Given request
Return every record below exactly as written, omitting any pictures.

Extracted data entries
= = = =

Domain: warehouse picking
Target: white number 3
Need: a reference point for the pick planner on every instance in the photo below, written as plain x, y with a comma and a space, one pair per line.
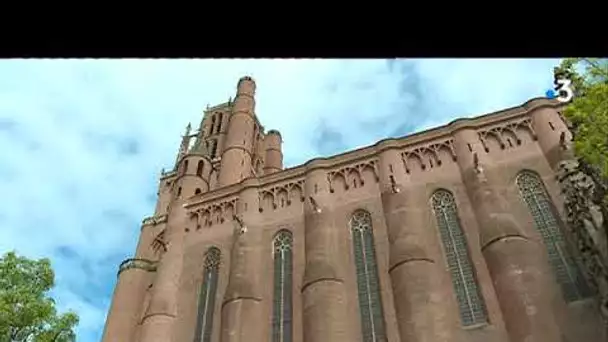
565, 93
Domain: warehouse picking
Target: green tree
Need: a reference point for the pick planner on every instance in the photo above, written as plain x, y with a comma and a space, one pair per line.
27, 313
587, 114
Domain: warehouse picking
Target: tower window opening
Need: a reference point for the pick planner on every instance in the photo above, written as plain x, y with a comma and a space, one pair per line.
219, 122
471, 306
212, 127
368, 282
213, 148
282, 297
207, 294
199, 168
565, 271
185, 169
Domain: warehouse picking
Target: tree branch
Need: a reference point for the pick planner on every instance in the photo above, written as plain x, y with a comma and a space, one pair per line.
594, 65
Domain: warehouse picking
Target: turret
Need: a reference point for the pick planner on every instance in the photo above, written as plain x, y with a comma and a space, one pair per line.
324, 296
551, 131
158, 322
517, 264
242, 302
193, 171
415, 268
238, 146
273, 160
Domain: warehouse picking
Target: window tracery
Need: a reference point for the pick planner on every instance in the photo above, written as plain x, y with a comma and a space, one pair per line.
206, 304
368, 283
566, 272
470, 303
282, 303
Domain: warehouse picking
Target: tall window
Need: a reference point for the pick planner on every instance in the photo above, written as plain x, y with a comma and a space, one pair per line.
219, 122
368, 284
199, 168
185, 168
206, 302
212, 127
470, 303
546, 221
282, 308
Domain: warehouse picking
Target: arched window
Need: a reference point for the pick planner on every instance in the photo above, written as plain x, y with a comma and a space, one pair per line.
219, 122
282, 303
206, 302
368, 284
212, 127
185, 169
566, 272
199, 168
213, 148
470, 303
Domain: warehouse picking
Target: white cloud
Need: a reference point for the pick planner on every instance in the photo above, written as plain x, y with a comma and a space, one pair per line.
71, 190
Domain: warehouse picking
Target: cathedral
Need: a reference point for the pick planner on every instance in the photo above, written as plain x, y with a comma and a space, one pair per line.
454, 234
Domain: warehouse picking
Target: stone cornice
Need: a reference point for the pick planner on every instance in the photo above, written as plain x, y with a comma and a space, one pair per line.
427, 136
142, 264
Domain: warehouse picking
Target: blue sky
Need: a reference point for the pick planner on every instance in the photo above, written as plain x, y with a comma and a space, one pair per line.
82, 142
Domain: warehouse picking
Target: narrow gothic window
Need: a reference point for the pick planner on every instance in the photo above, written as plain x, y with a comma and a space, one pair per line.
546, 221
206, 302
368, 284
185, 169
199, 168
219, 123
282, 310
211, 129
213, 148
470, 303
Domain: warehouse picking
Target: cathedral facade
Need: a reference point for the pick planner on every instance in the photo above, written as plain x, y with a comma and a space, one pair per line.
454, 234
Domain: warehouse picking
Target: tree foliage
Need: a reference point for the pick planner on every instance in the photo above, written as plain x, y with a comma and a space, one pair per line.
588, 112
27, 313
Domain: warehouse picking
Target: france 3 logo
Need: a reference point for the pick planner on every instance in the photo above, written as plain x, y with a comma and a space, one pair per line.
563, 89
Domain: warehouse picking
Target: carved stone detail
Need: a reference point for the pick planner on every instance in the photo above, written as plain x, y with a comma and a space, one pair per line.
143, 264
353, 174
506, 134
215, 213
428, 155
587, 223
154, 220
281, 196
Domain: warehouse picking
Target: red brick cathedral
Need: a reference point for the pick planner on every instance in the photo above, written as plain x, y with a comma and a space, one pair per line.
450, 235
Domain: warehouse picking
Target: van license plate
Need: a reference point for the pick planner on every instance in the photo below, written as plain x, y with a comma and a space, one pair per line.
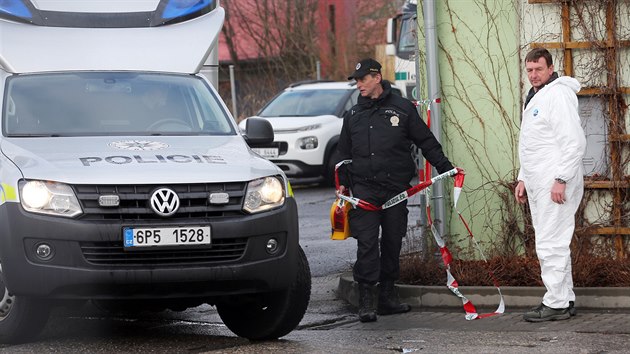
166, 236
268, 153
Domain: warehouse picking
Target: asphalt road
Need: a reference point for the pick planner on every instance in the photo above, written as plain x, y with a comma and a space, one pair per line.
330, 325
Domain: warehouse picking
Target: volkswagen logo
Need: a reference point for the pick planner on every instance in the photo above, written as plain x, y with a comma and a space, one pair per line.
164, 202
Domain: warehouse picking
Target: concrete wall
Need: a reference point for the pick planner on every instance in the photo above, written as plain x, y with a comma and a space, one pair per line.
481, 97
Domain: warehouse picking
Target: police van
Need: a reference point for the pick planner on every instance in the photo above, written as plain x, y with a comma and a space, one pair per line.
124, 180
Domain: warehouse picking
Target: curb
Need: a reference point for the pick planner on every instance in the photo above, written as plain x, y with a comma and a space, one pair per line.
488, 297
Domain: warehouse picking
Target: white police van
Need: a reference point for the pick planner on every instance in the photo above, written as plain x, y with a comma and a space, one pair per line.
123, 178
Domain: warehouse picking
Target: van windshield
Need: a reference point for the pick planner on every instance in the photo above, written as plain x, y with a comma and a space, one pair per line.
111, 103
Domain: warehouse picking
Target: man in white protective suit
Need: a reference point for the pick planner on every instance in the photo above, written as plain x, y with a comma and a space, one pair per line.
551, 147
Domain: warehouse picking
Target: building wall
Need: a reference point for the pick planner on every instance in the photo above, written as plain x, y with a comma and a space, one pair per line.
480, 78
482, 44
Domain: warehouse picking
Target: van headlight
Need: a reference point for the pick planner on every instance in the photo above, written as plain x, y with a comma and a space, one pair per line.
49, 198
264, 194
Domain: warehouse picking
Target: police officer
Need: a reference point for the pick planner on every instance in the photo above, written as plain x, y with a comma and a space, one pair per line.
377, 135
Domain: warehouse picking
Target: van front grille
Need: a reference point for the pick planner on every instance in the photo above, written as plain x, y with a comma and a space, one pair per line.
134, 201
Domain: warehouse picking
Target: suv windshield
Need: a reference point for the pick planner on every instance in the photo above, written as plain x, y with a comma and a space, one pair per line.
111, 103
305, 103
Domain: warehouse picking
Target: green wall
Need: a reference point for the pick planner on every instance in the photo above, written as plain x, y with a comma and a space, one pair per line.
480, 78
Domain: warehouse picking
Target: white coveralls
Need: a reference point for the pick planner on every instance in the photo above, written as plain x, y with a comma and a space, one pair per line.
551, 145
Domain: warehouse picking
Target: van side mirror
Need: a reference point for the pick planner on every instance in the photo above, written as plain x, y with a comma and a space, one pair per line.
258, 132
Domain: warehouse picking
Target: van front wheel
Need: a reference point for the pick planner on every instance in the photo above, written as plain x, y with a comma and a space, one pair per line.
271, 315
21, 318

= = = =

Response for this exercise
Domain: warehouse picking
Target: white number 3
Need: a reference point for the pick planner on every instance in the photo below, written as plain x, y with a comma and a space, one pair per line.
565, 93
Domain: warehouse picking
Target: green tree
Need: a reference point for the pick planner on every instance in the photo above, written as plain x, y with a comma and a space, one pair per line.
27, 313
587, 114
Domain: warehouse picking
Target: tower window opening
Need: a reference point for the pick planner on every instance in the photo above, written as plain x, y with a comma and a space, one pair per line.
219, 122
471, 306
212, 127
368, 282
213, 148
282, 297
207, 294
199, 168
565, 271
185, 169
Domain: warehouse picking
Target: tree branch
Need: a reference point for the pick planner on every instance in the photo above, written as plain x, y with a comma and a space, one pair per line.
594, 65
Domain: warehouse picking
Target: turret
Need: a reference point for the pick planner on every instance in the photo above, written as plain x, y with a comma and a space, one pair per line.
324, 296
551, 131
158, 322
517, 264
242, 302
193, 171
415, 268
238, 146
273, 160
Domain: warehouse picking
Target: window tracery
Need: a reference point for the pick planner on every instance in the photo above, written as plain x, y with a comma and a space, one pair per line.
206, 304
368, 283
566, 272
470, 303
282, 303
Domain: warehouse picking
Target: tall window
Need: a reference point for the pick planner on every instance in the photo above, written as plain x, y with a comma and a space, one pair per line.
219, 122
368, 284
199, 168
185, 168
206, 302
212, 127
470, 303
546, 221
282, 308
Domain: warehouse picking
Target: arched window
Need: a reference point for the pick planner on every instance in the photo above, written as plain x, y with a comma and a space, one pair per line.
219, 122
282, 303
206, 302
368, 284
212, 127
185, 169
566, 272
199, 168
213, 148
470, 303
Domain: warehouse picking
Target: white cloud
Need: a reference point for the pick planner on every instance in the photo above, written as plain x, y with a comma and a space, one pair per line.
71, 190
Domain: warehouse picking
Target: cathedral
Need: a reference point for the pick planner on every instance in the photo above, written as plain x, y with a comma and a space, one pair per line.
454, 234
Domain: warehouse picking
Target: stone cornice
Need: a reference point for the pick planner on every instance in the photo above, written as plain x, y with a comma and a space, one pair per line.
427, 136
142, 264
Domain: warehouse picking
Target: blue sky
Need: a reference point for the pick planner on every instance in the photo above, written as plain x, y with a comma and a space, one pair per line.
82, 142
Domain: warehouse picking
Target: narrow gothic window
Need: a reference point for the pick planner on every instance in the photo above, written as plain x, y with a comma and a space, one pair per line.
546, 221
206, 302
368, 284
185, 169
199, 168
219, 123
282, 310
211, 129
213, 148
470, 303
Domain: warehouse picking
Target: cathedral facade
Need: a reference point for the pick planner on every instance in the photo above, written as plain x, y with a comma and a space, one pair per line.
454, 234
Domain: warehouse picking
Target: tree foliage
Need: a reference point for the pick planner on every instance in the photo above, written as plain x, y with a comma and a space, one pair per line.
588, 112
27, 313
Domain: warehouse picking
Target: france 3 logo
Need: a reference point for the pick planner on every instance in the photo above, written as plain x, y with a comma and a space, one pair per line.
563, 89
Domain: warehouse picking
Target: carved stone detail
Need: a reference point for the pick planner on every instance in the photo above, written as plain x, y with a comma and a space, one pair per line.
143, 264
353, 174
506, 134
215, 213
428, 155
587, 223
154, 220
281, 196
Domain: warehouse picking
Target: red brick cathedral
Need: a reference point for the pick planner on every instance in the photo above, written as plain x, y with a comma and a space, one pair per line.
450, 235
Domain: warehouse picking
Target: van license plate
Need: a reference point for the pick planner on every instance in the photo below, written as plain x, y with a comma and a space, one pair per line.
166, 236
268, 153
Domain: warehouse picking
Target: asphalt road
Need: a reference point for the pick planner on every instance in the photo above, written as plain x, y with a comma and a space, one pair per line.
330, 325
Domain: warehouse picking
Target: volkswagen logo
Need: a reference point for the pick planner on every instance in the photo above, written as plain x, y with a comma and a space, one pair per line.
164, 202
Domain: warehouse picking
Target: concrete wall
Need: a reference point for the pick planner on every instance in the photo above, written as plain x, y with a comma and a space, one pair per line.
481, 97
Domain: warehouse picking
Target: police van
Need: a reference point for the pick planner on every instance in the photo above, written as plain x, y with a comma and a space, one pair per line.
124, 180
Domain: warehouse picking
Target: curb
Need: a reference point for the pick planner on every instance in the photo above, written as plain x, y with a comma and a space, one pair per line.
488, 297
Domain: warehouse picking
Target: white police van
Need: a reference point for the pick planner on every instance in the photo above, written as plain x, y with a comma and a space, one pair per line.
123, 178
Domain: warehouse picking
Target: van windshield
Need: a reference point for the pick planner on every instance in the photo above, written as plain x, y with a comma and a space, one pair per line.
111, 103
Domain: warehouse picking
Target: man in white protective suit
Need: a reference point for the pick planner on every instance in the photo above, written as plain x, y with a comma and a space, one pair per line.
551, 147
Domain: warehouse picking
Target: building wall
Need: a reference point for the pick planner on every instance in the photo above, written as plain x, y with a comma and a space, one pair per line.
480, 78
482, 44
Domain: warehouse picking
Target: van headlight
Need: a reference point for the pick planner on every instance in the photo above, written as plain x, y with a comma and a space, one pair per line.
49, 198
264, 194
Domain: warehouse picking
Target: police officer
Need: a reference point for the pick planner on every instance in the photo above, written as plain x, y with a comma and a space, one pair per line.
377, 135
Domain: warehouse picking
Target: van front grille
Need: a reference point for the pick planner on every instance in the photo above, written as plain x, y with a comma and a space, one pair per line.
134, 201
Domain: warehouse picking
Target: suv windshield
Need: a reference point for the pick planner on every instance in the photo above, written as plain x, y with a comma and a space, one pair per line.
111, 103
305, 103
Domain: warehouse picking
Target: green wall
Need: a reference point for the pick planner on every instance in the photo above, written as plain x, y with a comma and a space, one pair per line.
480, 78
Domain: warehouse picking
Target: white coveralls
Need: a reference point for the pick planner on every instance in the photo above, written as plain x, y with a comma and a space, one pair per line.
551, 145
Domain: warehouse picking
Target: van side mirror
Need: a reference point for the pick planner on every instance in the photo above, written as plain x, y with a comma and a space, one pair per line.
258, 132
Domain: warehouse picking
Target: van front wheel
Need: a reference point for the pick planner on every instance in the photo above, written as plain x, y with a comma and a space, one pair per line.
271, 315
21, 318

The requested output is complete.